Point localization data

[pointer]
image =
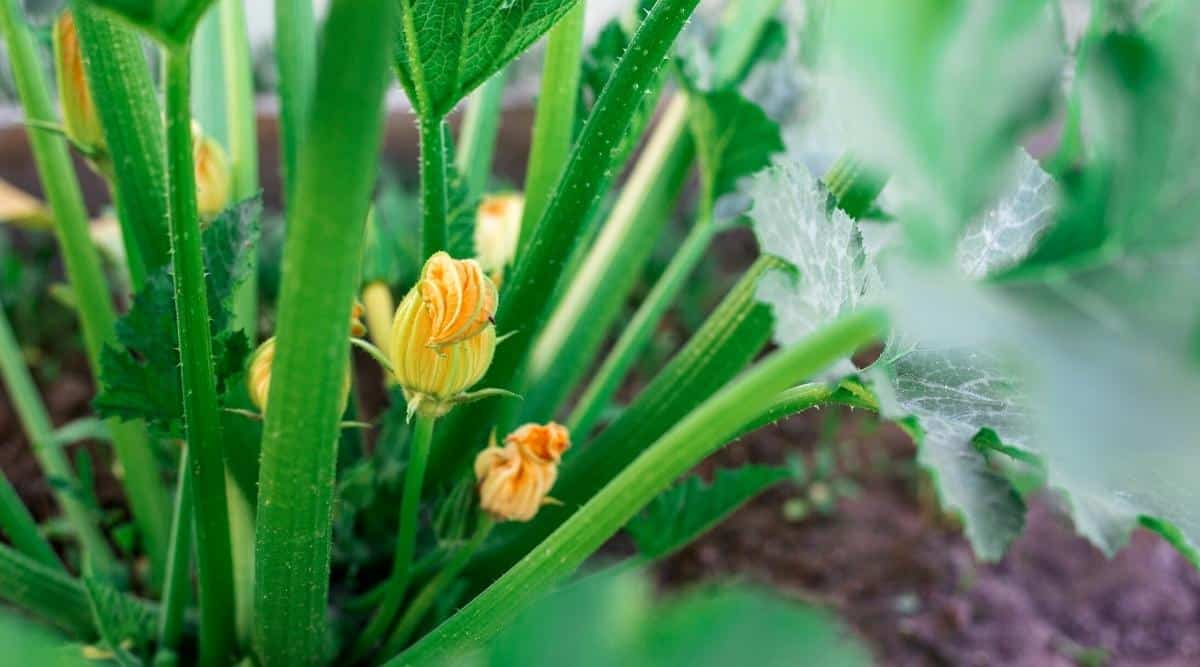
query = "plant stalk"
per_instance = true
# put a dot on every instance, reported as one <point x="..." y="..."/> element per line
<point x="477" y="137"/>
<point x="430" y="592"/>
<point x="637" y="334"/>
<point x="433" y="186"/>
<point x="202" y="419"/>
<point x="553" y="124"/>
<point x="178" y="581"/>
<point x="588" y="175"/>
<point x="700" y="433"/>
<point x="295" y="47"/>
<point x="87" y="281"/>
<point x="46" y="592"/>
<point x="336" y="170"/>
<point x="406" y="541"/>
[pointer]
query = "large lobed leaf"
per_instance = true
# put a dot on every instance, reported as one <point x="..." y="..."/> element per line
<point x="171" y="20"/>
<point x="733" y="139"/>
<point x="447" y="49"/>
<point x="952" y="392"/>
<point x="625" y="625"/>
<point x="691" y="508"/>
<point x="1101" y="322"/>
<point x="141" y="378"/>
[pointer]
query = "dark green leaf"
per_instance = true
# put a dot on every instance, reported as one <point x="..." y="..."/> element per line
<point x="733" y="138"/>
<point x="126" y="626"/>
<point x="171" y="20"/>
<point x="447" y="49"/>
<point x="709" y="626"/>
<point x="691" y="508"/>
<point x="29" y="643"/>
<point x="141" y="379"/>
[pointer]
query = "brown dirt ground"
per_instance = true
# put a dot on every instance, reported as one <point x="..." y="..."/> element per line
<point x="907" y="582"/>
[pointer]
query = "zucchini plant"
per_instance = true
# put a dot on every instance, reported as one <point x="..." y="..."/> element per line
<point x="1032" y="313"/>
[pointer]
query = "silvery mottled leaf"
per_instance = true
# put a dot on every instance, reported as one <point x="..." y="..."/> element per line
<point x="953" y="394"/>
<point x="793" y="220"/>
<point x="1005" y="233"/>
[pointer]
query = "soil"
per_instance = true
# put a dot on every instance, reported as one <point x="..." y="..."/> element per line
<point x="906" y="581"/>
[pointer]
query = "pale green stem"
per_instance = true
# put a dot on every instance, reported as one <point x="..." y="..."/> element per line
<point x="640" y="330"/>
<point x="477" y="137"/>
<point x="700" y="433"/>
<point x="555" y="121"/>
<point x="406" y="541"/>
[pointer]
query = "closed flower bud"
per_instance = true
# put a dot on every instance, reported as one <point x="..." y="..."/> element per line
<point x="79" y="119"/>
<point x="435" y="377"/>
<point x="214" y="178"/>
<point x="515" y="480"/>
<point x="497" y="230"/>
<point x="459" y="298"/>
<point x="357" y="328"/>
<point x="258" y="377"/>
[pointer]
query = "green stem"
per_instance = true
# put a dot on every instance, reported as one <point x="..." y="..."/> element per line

Exercise directions —
All of the data above must be printed exactly, minus its pictures.

Answer to this problem —
[pointer]
image =
query = "plant stalk"
per_instance = true
# put a dot on every instance, reported as one <point x="..." y="..."/> element per line
<point x="477" y="137"/>
<point x="430" y="592"/>
<point x="637" y="334"/>
<point x="433" y="186"/>
<point x="202" y="419"/>
<point x="553" y="124"/>
<point x="178" y="581"/>
<point x="588" y="175"/>
<point x="700" y="433"/>
<point x="295" y="47"/>
<point x="87" y="281"/>
<point x="46" y="592"/>
<point x="336" y="170"/>
<point x="406" y="541"/>
[pointer]
query = "large lobed leaf"
per_instance = true
# put a dot on every instance, reported as one <point x="..." y="..."/> element per line
<point x="171" y="20"/>
<point x="733" y="139"/>
<point x="447" y="49"/>
<point x="952" y="392"/>
<point x="625" y="625"/>
<point x="691" y="508"/>
<point x="1101" y="322"/>
<point x="141" y="378"/>
[pointer]
query = "dark green leaf"
per_instance = true
# put a dot on every instance, reported as one <point x="..." y="..."/> element per line
<point x="733" y="138"/>
<point x="126" y="626"/>
<point x="171" y="20"/>
<point x="447" y="49"/>
<point x="709" y="626"/>
<point x="691" y="508"/>
<point x="29" y="643"/>
<point x="141" y="379"/>
[pointer]
query = "brown dirt ground"
per_instance = true
# put a dot on every instance, reported as one <point x="..." y="..."/> element per line
<point x="907" y="582"/>
[pointer]
query = "zucchini plant"
per_instance = true
# put a dot on every instance, reported as one <point x="..." y="..."/> element per line
<point x="1032" y="313"/>
[pointer]
query = "silvery mottled leaf"
per_instance = true
# put a dot on every instance, reported as one <point x="..." y="..."/> element per line
<point x="953" y="394"/>
<point x="793" y="220"/>
<point x="1005" y="233"/>
[pointer]
query = "soil"
per_instance = true
# put a dot on every instance, reported as one <point x="..." y="..."/> element per line
<point x="906" y="581"/>
[pointer]
query = "pale green stem"
per_instance = true
# put a dot on every instance, reported as one <point x="..." y="..."/> element per line
<point x="640" y="330"/>
<point x="477" y="137"/>
<point x="700" y="433"/>
<point x="555" y="121"/>
<point x="406" y="541"/>
[pointer]
query = "closed flower bud"
per_instance = true
# put a dot on every instance, reported as one <point x="..." y="..."/> element per line
<point x="79" y="119"/>
<point x="435" y="377"/>
<point x="214" y="178"/>
<point x="515" y="480"/>
<point x="497" y="230"/>
<point x="459" y="298"/>
<point x="357" y="328"/>
<point x="258" y="377"/>
[pointer]
query = "green stem"
per_instance = true
# put a dot on every instance, reported as one <point x="..." y="..."/> element per line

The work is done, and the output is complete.